Raw records:
============================================================

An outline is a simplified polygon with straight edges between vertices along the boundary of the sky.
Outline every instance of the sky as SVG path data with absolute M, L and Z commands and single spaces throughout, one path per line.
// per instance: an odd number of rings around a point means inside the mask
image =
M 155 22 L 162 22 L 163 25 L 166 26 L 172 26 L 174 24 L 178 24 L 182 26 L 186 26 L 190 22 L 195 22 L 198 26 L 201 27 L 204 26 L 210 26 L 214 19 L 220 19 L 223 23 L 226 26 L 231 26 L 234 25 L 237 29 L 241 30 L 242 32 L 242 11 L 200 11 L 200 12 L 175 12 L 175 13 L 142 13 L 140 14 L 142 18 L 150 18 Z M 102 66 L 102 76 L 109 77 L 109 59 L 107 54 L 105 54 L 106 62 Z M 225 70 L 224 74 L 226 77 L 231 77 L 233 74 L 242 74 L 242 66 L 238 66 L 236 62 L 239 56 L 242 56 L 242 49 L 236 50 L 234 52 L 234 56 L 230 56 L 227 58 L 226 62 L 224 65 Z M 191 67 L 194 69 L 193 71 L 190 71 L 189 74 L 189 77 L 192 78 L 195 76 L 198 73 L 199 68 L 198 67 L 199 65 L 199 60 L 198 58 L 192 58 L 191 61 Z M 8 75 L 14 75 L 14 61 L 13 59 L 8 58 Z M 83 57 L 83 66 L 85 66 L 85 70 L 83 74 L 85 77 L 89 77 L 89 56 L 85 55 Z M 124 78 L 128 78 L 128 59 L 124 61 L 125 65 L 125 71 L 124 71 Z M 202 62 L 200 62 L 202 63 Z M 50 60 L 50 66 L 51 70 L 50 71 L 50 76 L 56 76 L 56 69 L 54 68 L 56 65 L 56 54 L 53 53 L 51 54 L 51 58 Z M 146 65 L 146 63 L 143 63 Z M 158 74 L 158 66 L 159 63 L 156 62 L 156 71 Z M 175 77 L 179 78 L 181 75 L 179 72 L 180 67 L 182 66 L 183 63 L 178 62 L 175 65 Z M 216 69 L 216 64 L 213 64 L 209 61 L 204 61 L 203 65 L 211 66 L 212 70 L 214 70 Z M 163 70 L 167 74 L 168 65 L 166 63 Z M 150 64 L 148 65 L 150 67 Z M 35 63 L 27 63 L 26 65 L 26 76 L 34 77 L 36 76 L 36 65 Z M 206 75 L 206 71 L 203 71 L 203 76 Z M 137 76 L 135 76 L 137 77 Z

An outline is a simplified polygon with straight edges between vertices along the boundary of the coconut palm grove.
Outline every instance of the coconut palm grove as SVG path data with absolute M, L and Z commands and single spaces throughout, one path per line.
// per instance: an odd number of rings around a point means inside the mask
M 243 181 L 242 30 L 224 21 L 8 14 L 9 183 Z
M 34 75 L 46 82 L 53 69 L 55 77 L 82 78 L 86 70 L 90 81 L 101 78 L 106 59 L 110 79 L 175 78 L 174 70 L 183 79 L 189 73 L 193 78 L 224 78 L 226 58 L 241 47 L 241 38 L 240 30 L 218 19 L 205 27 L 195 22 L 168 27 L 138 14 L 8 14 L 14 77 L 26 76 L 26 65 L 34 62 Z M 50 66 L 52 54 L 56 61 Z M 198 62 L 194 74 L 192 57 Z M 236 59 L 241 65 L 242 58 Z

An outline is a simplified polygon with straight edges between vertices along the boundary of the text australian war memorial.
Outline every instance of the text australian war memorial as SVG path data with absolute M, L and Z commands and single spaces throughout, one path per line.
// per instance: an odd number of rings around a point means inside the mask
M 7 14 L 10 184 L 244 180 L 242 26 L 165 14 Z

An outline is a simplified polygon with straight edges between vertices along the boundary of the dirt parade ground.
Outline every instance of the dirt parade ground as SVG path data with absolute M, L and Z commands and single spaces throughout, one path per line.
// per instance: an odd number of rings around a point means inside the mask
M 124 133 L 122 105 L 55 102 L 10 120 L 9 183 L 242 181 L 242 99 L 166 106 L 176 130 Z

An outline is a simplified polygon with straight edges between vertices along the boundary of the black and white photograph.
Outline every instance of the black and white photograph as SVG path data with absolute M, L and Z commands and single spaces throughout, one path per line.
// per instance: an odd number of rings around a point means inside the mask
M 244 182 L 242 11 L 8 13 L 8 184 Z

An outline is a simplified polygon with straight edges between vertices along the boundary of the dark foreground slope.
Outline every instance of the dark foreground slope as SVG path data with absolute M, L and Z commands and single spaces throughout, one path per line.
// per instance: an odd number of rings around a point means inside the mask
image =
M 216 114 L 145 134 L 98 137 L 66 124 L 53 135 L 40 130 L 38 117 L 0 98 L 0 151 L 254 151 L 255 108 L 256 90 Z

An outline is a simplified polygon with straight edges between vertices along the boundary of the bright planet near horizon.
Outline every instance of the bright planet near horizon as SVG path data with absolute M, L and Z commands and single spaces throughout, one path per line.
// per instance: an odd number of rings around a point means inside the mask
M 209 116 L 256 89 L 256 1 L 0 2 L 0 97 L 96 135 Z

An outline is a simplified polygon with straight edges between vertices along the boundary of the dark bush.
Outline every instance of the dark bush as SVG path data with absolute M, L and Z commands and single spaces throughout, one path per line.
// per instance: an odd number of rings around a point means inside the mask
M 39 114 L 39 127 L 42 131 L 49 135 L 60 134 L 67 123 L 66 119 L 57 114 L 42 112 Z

============================================================

Gather every line from the items above that contains the string "parade", and reproduce each line in full.

▶ **WRITTEN RESPONSE**
An outline is a simplified polygon with straight edges between vertices along the boundary of the dirt parade ground.
Outline every instance of the dirt parade ground as SVG path data with absolute M, L and Z commands and single spaces throughout, one path per line.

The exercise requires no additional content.